-------- TEXTABSCHNITT

Reise ins Unbekannte

(Eine Rückblende aus 1998)

 

Am frühen Morgen des 14. Juni 1998 galt in Zalaegerszeg allgemeiner Aufbruch für einen Omnibus voller Zrínyi-Schüler in Richtung Rockenhausen. Unsere Partnerschule befindet sich nämlich in dieser hübschen nordpfälzischen deutschen Kleinstadt. Gegen 10 Uhr abends landeten wir dann endlich an unserem Zielort. Obwohl im Autobus nicht abzuschätzende Angstzustände herrschten, sahen wir mit leuchtenden Augen der Begegnung mit unseren funkelnagelneuen „Gasteltern” und „Austauschschwestern bzw. -brüdern” entgegen. Für manche hatte die Zuordnung der Partner unverhofft guten Ausgang, denn sie durften gemischte Paare bilden. Im Anschluß an gegenseitige Vorstellungen folgte im neuen Familienkreis eine ausgiebige Kostprobe deutscher Kochkunst. Nachdem man sich häuslich eingerichtet hatte, konnte jeder gelassen und entspannnt zu Bett gehen.

Mit dem angebrochenen neuen Tag begann für uns nicht nur eine neue Woche, sondern uns versprachen sich auch unzählige Erlebnisse zu erschließen. Zunächst besuchten wir die Realschule in Rockenhausen, wo wir in Begleitung unserer Partnerschüler ein bißchen in den Strudel deutscher Bildung hineinschnuppern durften. Anschließend wurden wir vom Direktor der Realschule begrüßt. Der Begrüßung folgte ein kleiner Stadtrundgang, und wir „bestiegen” mit unserem Bus den Donnersberg, den höchsten Punkt in nah und fern. Mit dieser kleinen Überlandfahrt endete unser gemeinsames Montagsprogramm. Bis zum nächsten Tag sagten wir uns Lebewohl, und jeder verbrachte den Nachmittag mit seiner Gastfamilie.

----------------
-------- DIE EINGABE

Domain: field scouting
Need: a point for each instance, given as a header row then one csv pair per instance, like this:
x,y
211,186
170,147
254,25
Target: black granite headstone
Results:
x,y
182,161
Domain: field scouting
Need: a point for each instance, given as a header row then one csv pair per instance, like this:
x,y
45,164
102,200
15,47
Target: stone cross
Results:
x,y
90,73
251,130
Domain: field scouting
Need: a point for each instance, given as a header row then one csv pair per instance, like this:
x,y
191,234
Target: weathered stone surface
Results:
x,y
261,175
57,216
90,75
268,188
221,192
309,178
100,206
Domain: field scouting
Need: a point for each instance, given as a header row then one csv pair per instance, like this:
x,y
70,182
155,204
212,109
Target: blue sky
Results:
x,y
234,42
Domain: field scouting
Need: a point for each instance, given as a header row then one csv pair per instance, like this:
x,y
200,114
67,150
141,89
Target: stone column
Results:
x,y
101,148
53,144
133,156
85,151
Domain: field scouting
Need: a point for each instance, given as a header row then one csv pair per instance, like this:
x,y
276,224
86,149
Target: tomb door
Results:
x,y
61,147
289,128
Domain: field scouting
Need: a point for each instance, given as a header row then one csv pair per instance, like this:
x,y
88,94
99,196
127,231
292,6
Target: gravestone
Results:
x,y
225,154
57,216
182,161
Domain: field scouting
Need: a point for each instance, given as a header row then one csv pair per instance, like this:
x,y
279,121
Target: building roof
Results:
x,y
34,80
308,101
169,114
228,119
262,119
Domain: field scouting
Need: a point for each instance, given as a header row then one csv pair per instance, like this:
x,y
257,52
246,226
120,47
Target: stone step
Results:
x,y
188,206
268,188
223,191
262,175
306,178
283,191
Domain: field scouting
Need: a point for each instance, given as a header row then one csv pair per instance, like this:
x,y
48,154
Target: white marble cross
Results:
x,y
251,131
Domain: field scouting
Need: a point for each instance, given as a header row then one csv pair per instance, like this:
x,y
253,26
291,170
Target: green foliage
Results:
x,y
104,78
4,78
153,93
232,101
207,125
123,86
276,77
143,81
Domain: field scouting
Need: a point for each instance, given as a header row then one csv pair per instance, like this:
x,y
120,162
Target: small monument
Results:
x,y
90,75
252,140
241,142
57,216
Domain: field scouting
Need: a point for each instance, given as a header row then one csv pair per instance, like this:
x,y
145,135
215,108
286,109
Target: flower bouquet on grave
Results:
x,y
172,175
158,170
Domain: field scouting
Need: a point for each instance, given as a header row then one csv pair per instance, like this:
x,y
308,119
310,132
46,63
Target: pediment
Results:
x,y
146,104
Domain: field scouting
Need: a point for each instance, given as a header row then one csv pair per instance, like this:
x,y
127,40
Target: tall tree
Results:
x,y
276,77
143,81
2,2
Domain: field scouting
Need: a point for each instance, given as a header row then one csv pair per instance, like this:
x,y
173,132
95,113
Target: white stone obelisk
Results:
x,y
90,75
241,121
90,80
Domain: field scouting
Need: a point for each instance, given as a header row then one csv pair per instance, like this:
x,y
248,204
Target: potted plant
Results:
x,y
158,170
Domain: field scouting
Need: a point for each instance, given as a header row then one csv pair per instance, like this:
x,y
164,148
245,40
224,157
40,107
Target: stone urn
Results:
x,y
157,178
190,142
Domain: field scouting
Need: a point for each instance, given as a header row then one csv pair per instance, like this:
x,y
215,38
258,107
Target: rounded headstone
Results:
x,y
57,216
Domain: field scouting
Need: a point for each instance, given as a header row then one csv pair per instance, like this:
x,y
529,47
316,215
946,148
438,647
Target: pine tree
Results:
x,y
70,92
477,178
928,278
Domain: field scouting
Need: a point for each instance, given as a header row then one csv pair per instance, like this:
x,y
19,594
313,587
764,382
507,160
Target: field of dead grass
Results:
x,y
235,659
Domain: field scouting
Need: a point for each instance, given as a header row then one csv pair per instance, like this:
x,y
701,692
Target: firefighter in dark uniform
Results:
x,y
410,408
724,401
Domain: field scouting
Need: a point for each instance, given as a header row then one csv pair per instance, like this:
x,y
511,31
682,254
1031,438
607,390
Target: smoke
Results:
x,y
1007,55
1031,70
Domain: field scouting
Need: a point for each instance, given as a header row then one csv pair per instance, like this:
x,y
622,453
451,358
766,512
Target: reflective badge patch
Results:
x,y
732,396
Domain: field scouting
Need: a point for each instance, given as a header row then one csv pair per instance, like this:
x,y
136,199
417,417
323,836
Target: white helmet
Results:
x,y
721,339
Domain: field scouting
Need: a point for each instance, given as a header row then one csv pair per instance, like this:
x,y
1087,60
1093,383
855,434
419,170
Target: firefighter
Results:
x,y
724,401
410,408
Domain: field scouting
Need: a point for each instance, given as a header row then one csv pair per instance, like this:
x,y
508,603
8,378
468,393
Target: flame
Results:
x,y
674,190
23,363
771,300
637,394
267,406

----------------

**ZU ERLEDIGENDE AUFGABEN**
A: Sammle jede Zeile der Datensätze, in der die Zeichenfolge „firefighter“ vorkommt, und gib diese Zeilen unverändert wieder.
B: Setze den Bericht über den Schüleraustausch nach Rockenhausen im Anschluss an seinen letzten Satz fort.
Der Text und die Datensätze stehen in keinem Zusammenhang miteinander.

**ERGEBNISSE JE AUFGABE**
A:
Target: firefighter in dark uniform
Target: firefighter

B:
Am Dienstag hatten wir schon ein viel bewegteres Programm. Nach kurzer Busfahrt erreichten wir unsere erste Station, Bad Kreuznach, wo wir mit einer kleinen Fähre auf abenteuerhafte Weise ans andere Ufer übersetzten, um mit mühseliger Anstrengung den Felsen Rheingrafenstein besteigen zu können. Der Nachmittag gewährte uns Einblick in das Deutschland von gestern. Wir besichtigten nämlich das rheinland-pfälzische Freilichtmuseum bei Bad Sobernheim. Alte Wohnhäuser, eine Schule, Werkzeuge und sogar Spielzeuge konnten wir in sehr gut erhaltenem Zustand bestaunen.

Der Mittwoch war einem Besuch der BASF, der größten Chemiefabrik von Deutschland,  in Ludwigshafen gewidmet. Wir verbrachten den ganzen Tag auf dem Werksgelände. Müde von den vielen Informationen kehrten wir alle heim. Wir konnten aus der Werksbesichtigung jedoch eine wichtige Lehre ziehen: durch die Industrieproduktion muß unsere Umwelt nicht unbedingt zerstört werden. Es gibt auch einen anderen, obschon viel aufwendigeren und verantwortungsvolleren Weg.

Am nächsten Morgen fuhren wir in der gewohnten Zeit, um 8 Uhr nach Bacharach los, wo wir uns einschifften. Eine zweistündige Schiffahrt erwartete uns auf dem Rhein. Die Landschaft war wunderschön. Wir fuhren mit einer Seilbahn zum Niederwalddenkmal hinauf. Ein unvergeßlicher Blick tat sich vor uns auf das Rheintal auf. An diesem Abend kamen wir recht spät in Rockenhausen an und wurden um 8 Uhr von unseren Gasteltern an der Realschule abgeholt.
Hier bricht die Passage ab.